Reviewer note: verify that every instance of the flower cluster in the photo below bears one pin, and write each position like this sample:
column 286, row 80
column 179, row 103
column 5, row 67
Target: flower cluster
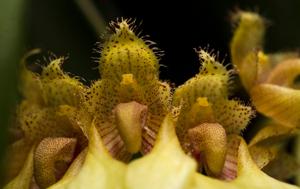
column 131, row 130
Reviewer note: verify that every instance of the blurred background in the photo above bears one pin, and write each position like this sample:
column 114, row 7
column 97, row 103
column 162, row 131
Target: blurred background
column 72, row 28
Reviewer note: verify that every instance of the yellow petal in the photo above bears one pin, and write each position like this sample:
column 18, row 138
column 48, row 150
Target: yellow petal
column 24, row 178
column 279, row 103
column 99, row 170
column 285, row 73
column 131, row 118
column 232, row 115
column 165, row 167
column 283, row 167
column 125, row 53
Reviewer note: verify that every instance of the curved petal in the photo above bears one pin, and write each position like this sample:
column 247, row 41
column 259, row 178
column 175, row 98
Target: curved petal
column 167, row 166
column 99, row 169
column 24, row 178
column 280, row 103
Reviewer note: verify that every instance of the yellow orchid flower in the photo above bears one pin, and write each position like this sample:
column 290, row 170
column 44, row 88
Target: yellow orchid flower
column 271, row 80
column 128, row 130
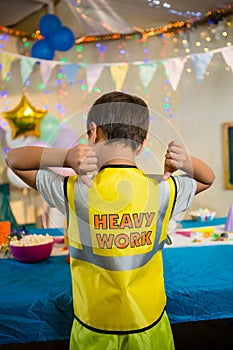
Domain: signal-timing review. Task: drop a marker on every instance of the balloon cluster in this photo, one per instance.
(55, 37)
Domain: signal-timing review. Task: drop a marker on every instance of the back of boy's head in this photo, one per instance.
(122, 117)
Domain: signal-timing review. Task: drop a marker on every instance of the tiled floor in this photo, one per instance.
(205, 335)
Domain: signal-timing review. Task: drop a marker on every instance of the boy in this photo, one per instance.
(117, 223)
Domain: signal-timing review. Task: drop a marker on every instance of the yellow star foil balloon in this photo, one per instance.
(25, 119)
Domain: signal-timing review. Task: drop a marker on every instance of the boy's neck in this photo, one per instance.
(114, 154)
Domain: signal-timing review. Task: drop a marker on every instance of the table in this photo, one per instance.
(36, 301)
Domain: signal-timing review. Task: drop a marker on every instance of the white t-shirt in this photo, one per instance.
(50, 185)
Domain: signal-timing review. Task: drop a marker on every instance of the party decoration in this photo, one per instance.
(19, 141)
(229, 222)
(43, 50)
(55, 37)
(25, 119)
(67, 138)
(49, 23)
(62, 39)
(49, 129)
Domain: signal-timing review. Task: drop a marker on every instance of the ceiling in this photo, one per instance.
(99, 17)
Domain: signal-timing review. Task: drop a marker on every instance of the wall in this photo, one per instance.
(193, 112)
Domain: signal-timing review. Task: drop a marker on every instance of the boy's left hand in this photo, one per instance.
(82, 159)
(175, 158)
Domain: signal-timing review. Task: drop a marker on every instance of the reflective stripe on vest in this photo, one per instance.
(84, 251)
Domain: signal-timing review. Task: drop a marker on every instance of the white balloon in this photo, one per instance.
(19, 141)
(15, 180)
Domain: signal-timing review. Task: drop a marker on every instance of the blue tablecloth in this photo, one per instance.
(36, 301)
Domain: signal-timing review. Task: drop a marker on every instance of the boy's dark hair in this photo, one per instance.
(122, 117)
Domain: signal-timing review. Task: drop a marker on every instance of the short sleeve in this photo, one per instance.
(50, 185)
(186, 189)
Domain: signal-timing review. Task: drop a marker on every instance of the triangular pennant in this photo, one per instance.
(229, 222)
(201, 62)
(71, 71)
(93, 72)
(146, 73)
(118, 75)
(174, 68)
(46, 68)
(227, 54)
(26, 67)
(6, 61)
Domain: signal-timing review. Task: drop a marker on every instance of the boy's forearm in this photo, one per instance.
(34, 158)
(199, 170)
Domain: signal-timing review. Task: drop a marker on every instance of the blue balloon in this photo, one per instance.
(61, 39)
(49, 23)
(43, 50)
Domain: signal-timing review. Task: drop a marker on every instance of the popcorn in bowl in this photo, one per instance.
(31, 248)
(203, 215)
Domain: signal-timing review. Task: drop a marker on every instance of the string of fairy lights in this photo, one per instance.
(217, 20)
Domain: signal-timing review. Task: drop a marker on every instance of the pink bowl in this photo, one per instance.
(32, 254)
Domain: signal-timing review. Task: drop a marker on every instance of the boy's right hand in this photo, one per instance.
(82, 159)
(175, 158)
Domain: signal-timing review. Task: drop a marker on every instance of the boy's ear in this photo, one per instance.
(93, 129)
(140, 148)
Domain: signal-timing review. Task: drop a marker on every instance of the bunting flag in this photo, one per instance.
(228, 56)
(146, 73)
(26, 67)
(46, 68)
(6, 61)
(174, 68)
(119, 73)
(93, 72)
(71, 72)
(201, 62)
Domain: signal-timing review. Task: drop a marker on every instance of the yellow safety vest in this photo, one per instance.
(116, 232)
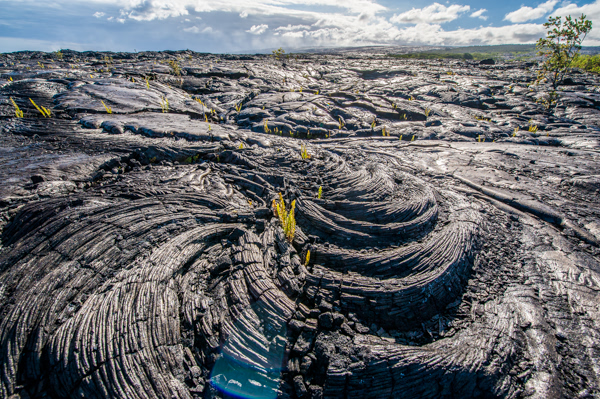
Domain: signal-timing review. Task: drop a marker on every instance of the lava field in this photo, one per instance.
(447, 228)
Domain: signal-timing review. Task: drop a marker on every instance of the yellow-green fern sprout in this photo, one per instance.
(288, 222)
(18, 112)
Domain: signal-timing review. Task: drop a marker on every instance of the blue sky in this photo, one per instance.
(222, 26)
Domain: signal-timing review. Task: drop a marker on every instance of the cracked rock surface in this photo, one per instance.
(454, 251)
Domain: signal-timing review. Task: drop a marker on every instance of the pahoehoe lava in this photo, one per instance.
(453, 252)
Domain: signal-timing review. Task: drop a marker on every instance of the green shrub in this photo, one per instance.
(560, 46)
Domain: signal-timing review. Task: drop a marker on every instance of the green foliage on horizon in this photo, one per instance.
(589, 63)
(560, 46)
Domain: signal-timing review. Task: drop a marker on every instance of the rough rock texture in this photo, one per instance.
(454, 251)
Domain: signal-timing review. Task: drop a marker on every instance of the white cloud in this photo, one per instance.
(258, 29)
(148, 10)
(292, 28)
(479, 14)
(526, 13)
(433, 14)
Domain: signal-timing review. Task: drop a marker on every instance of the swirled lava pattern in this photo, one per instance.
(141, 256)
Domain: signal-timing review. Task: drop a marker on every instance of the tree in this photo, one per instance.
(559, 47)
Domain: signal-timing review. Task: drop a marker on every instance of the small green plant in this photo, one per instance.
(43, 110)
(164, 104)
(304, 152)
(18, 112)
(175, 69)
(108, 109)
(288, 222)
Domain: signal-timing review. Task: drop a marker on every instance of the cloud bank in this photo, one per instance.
- - - - -
(Assigned task)
Aside from its pictures, the listing must be given again in full, exactly as it appears.

(Task solution)
Reviewer note: verify that every instance of the flower cluster in the photo below bears one pin, and write each position like this sample:
column 286, row 80
column 179, row 103
column 5, row 67
Target: flower cluster
column 131, row 130
Reviewer note: verify that every instance of the blurred background in the photo above bears one pin, and write each position like this sample:
column 114, row 7
column 97, row 103
column 162, row 131
Target: blurred background
column 72, row 28
Reviewer note: verify that every instance of the yellow petal in the photo above bears one pin, and write each position like this sample:
column 18, row 138
column 48, row 150
Target: yellow petal
column 24, row 178
column 279, row 103
column 99, row 170
column 285, row 73
column 131, row 118
column 232, row 115
column 165, row 167
column 283, row 167
column 125, row 53
Reviewer note: verify that every instance of the curved petal in the photo above bears one pin, and write each position like this sample:
column 247, row 41
column 259, row 178
column 175, row 98
Target: curved petal
column 167, row 166
column 99, row 169
column 24, row 178
column 280, row 103
Reviewer note: verify that every instance of the yellow orchid flower in the photo above bears one pin, and write each position like this sample:
column 290, row 170
column 44, row 88
Target: yellow orchid flower
column 271, row 80
column 128, row 130
Domain: signal-timing review. Task: drop a marker on every instance of the balloon cluster in this photo, one per instance.
(55, 37)
Domain: signal-timing review. Task: drop a marker on every instance of the back of boy's head in this photo, one per instance.
(122, 117)
Domain: signal-timing review. Task: drop a marker on every instance of the tiled floor in this photo, one per instance.
(205, 335)
Domain: signal-timing review. Task: drop a marker on every instance of the boy in this photo, one per instance.
(117, 223)
Domain: signal-timing review. Task: drop a marker on every instance of the yellow star foil balloon in this photo, one per instance.
(25, 119)
Domain: signal-timing review. Task: drop a marker on every instance of the boy's neck in this photo, one per instance.
(114, 154)
Domain: signal-timing review. Task: drop a marker on every instance of the table in this photo, one per instance.
(36, 301)
Domain: signal-timing review. Task: drop a marker on every instance of the white t-shirt in this photo, one per instance.
(50, 185)
Domain: signal-timing review. Task: drop a marker on every instance of the party decoration in this photo, one per instance.
(19, 141)
(229, 222)
(43, 50)
(55, 37)
(25, 119)
(67, 138)
(49, 23)
(62, 39)
(49, 129)
Domain: signal-timing review. Task: drop a marker on every instance of the ceiling in this photo, one per instance.
(99, 17)
Domain: signal-timing review. Task: drop a marker on every instance of the wall in this photo, one per instance.
(193, 112)
Domain: signal-timing review. Task: drop a marker on every instance of the boy's left hand in this photo, one per instance.
(82, 159)
(175, 158)
Domain: signal-timing review. Task: drop a marker on every instance of the reflective stripe on vest in this photo, one per instance.
(84, 251)
Domain: signal-timing review. Task: drop a marker on every instance of the white balloon in this photo, one per instance.
(19, 141)
(15, 180)
Domain: signal-timing review. Task: drop a marker on every instance of the blue tablecloth in this photo, one per instance.
(36, 301)
Domain: signal-timing review. Task: drop a marker on every instance of the boy's dark hair in this photo, one per instance.
(122, 117)
Domain: signal-timing review. Task: drop a marker on every instance of the short sleeve in this photo, one per instance.
(50, 185)
(186, 189)
Domain: signal-timing review. Task: drop a marker on every instance of the triangular pennant in this photo, one per instance.
(229, 222)
(201, 62)
(71, 71)
(93, 72)
(146, 73)
(118, 75)
(174, 68)
(46, 68)
(227, 54)
(26, 67)
(6, 61)
Domain: signal-timing review. Task: drop a marker on every instance of the boy's forearm in this photo, one per instance.
(34, 158)
(199, 170)
Domain: signal-timing review. Task: drop a marker on every instance of the blue balloon in this photo, one per instance.
(61, 39)
(49, 23)
(43, 50)
Domain: signal-timing review. Task: drop a marker on every instance of the popcorn in bowl in this photo, one per instance.
(31, 248)
(203, 215)
Domain: signal-timing review. Task: drop a marker on every instance of the string of fairy lights in this photo, one per instance.
(217, 20)
Domain: signal-timing review. Task: drop a marker on every instance of the pink bowl in this photo, one per instance.
(32, 254)
Domain: signal-timing review. Task: drop a marker on every instance of the boy's right hand in this photo, one per instance.
(82, 159)
(175, 158)
Domain: signal-timing review. Task: drop a marker on every instance of the boy's ear in this photo, one per instance.
(93, 129)
(140, 148)
Domain: signal-timing review. Task: drop a marker on every instance of the bunting flag in this photo, one per instance.
(228, 56)
(146, 73)
(26, 67)
(46, 68)
(6, 61)
(174, 68)
(119, 73)
(93, 72)
(71, 72)
(201, 62)
Domain: signal-timing review. Task: drop a marker on every instance of the yellow safety vest in this photo, one per instance.
(116, 232)
Domain: signal-timing review. Task: drop a marker on every instance of the lava field in this photo, one per instance.
(447, 228)
Domain: signal-timing review. Task: drop a marker on every instance of the yellow-green fern sprout in this photo, one per instance.
(288, 222)
(18, 112)
Domain: signal-timing review. Task: drop a marker on every instance of the blue sky in this photo, one per instance.
(222, 26)
Domain: signal-timing review. Task: drop a marker on every instance of the cracked rock surface in this photo, one per instance.
(454, 251)
Domain: signal-timing review. Task: drop a marker on every instance of the pahoehoe lava in this photo, one per instance.
(453, 252)
Domain: signal-timing review. Task: drop a marker on every instance of the green shrub in this photo, one per instance.
(560, 46)
Domain: signal-timing review. Task: drop a marker on every instance of the green foliage on horizon in this photo, one per instance.
(589, 63)
(560, 46)
Domain: signal-timing review. Task: drop a marker on every instance of the rough rock texture in this photo, one per instance.
(454, 251)
Domain: signal-timing review. Task: drop a marker on every instance of the white cloud in this photo, one per instance.
(258, 29)
(148, 10)
(292, 28)
(479, 14)
(526, 13)
(433, 14)
Domain: signal-timing review. Task: drop a marker on every instance of the swirled lava pattern in this photo, one per instance.
(141, 256)
Domain: signal-timing review. Task: drop a marker on every instance of the tree in this photo, one per instance.
(559, 47)
Domain: signal-timing review. Task: drop a marker on every instance of the small green plant in this photo, one per instance.
(43, 110)
(164, 104)
(304, 152)
(18, 112)
(175, 69)
(108, 109)
(288, 222)
Domain: signal-timing review. Task: drop a marker on every instance of the cloud bank in this photo, one per instance.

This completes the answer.